(Given records)

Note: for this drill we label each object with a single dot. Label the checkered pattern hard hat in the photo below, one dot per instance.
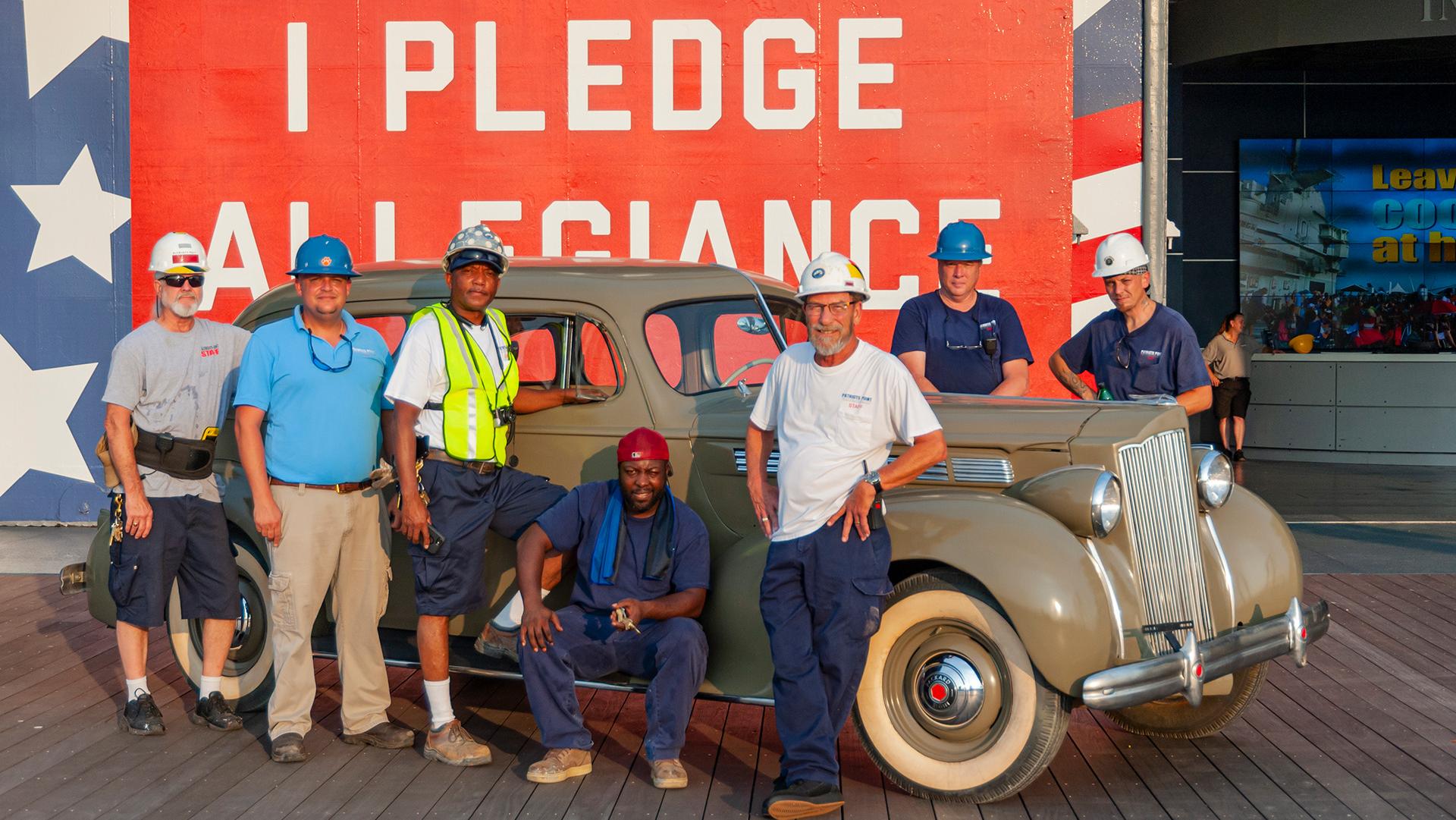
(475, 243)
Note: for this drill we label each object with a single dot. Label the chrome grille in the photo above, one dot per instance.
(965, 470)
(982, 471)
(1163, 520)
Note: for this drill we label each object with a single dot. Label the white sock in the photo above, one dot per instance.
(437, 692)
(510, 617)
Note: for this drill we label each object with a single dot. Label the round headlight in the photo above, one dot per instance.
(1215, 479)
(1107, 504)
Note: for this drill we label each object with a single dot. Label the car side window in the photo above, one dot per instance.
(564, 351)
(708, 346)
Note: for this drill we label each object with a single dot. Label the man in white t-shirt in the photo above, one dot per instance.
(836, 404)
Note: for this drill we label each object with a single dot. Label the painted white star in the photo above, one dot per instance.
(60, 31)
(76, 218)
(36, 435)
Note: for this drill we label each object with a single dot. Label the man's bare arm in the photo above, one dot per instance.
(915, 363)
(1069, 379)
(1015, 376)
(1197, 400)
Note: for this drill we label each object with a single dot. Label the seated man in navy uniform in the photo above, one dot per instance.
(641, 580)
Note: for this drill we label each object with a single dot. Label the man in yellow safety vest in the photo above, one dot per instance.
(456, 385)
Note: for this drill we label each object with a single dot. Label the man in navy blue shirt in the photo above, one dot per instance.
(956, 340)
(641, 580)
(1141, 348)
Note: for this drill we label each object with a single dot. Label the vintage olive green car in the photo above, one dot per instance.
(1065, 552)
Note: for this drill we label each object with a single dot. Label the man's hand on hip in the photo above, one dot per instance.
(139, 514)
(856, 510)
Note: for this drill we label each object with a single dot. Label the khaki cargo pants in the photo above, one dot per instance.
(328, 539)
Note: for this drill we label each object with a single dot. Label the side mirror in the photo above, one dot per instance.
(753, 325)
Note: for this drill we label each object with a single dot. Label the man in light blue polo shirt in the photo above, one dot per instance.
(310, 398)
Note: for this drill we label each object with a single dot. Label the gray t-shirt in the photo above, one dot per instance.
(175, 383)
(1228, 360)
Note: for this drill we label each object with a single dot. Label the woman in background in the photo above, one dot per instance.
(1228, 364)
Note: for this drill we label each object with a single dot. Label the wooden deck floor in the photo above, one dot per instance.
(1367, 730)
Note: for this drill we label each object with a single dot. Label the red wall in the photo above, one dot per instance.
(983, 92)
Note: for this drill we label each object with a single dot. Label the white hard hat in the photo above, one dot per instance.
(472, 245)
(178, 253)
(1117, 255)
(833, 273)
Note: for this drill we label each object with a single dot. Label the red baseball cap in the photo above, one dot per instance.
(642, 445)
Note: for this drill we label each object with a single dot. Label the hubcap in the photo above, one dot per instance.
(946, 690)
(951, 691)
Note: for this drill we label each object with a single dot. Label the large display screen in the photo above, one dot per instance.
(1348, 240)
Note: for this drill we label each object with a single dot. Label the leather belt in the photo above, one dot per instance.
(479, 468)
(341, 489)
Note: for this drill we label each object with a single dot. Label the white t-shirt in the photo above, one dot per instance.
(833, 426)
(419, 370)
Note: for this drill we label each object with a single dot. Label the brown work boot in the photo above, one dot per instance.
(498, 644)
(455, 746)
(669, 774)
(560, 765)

(End Given records)

What you have to do :: Reprint every record exactly and skip the pictures.

Solution for this exercise ::
Note: for this drill we label each object with a single dot. Label the checkered pattern hard hat in the photo below, one dot per instance.
(475, 243)
Note: for this drill we label each object with a single dot. Label the chrome grille in the photo above, one dot per instance.
(965, 470)
(982, 471)
(1163, 520)
Note: for this drill we label each object with a single dot. Label the white sock in the photo above, one dot per instance.
(437, 692)
(510, 617)
Note: for this drill we label each object with a single dot. Label the round headlight in the photo above, one dot per instance.
(1215, 479)
(1107, 504)
Note: for this drill we label each object with a single dot. Label the car side window in the photo above, one dot per instance.
(564, 351)
(708, 346)
Note: for this drill we label each object with a single dot. Label the man in white t-shirt in the photo above, one dot per instance.
(836, 404)
Note: for this drill we label each object with a single dot. Label the painted white star in the photo above, one dot per instance.
(60, 31)
(76, 218)
(36, 435)
Note: for this drill we label each object with a single dot. Label the man's bare arm in the photo above, one dot per instance.
(915, 363)
(1069, 379)
(1015, 376)
(1197, 400)
Note: for this drill we label each object with a single dot. Label the seated man in navy uniform in the photo above, one dot per instance.
(641, 580)
Note: for this drill we label each object with a single dot. Label the man in yellow safety vest in the photo above, one dot per instance.
(456, 385)
Note: for this drill we label each object with a single dot. Label the man in navy blue shirt in the photo above, one dot per instance.
(956, 340)
(641, 580)
(1141, 348)
Note: for this drill we label each object with a single dot. Label the vintage olive green car in the photo above, one dot per instance.
(1065, 552)
Note: for this drill we label each object with a single dot. Label the man's hand on hip in the photo above, one dot per instance.
(139, 514)
(856, 510)
Note: for this drill we label each object with a single dot. Label the khaki cargo pants in the photo above, one dot per instance.
(328, 539)
Note: for this drill we label each object with a single dot. Label the side mirror in the photo above, one dot per instance.
(753, 325)
Note: for this drill we label each object with a single dot. Label the man in light blue polo shirt in the photo above, one dot per instance.
(310, 398)
Note: for this drill we label each object with a single dot. Label the gray t-shirt in the photo above, one dot per instance.
(175, 383)
(1228, 360)
Note: for this drill we label each object with a single dot. Label the woman in background in the photo above, one dot per instance.
(1228, 364)
Note: for this drill we label each object with a single dot. Label the wooden deck floor in the photo above, one dot per instance.
(1367, 730)
Note: for this drill we label each object with a single dot. Label the red wall in the photo above, one dot per instance.
(983, 92)
Note: for this drill we label each object with a single dot. Label the white hard hat in the photo above, one dot per instance.
(472, 245)
(178, 253)
(1117, 255)
(833, 273)
Note: for this drill we label each object with a single dot. Label the red baseball cap in the photo above, one dot per instance.
(642, 445)
Note: for this drill we label each object with a single dot. Label the hubcap in the photo above, one dot per instance.
(946, 690)
(951, 691)
Note: for this drill we label each object with a single dot. Label the large display screen in the photo above, one dot per instance.
(1348, 240)
Note: for this drill we label each object with a single dot. Label the leather belt in the photo above, one dot per instance.
(479, 468)
(341, 489)
Note: for this drill we label each object with a single dot. Label the white t-shirt in the photo above, one dot per instance.
(833, 426)
(419, 370)
Note: for this drill we label each object with a single dot. Label the brown work boot in the photo above, one dot per instance.
(498, 644)
(455, 746)
(669, 774)
(560, 765)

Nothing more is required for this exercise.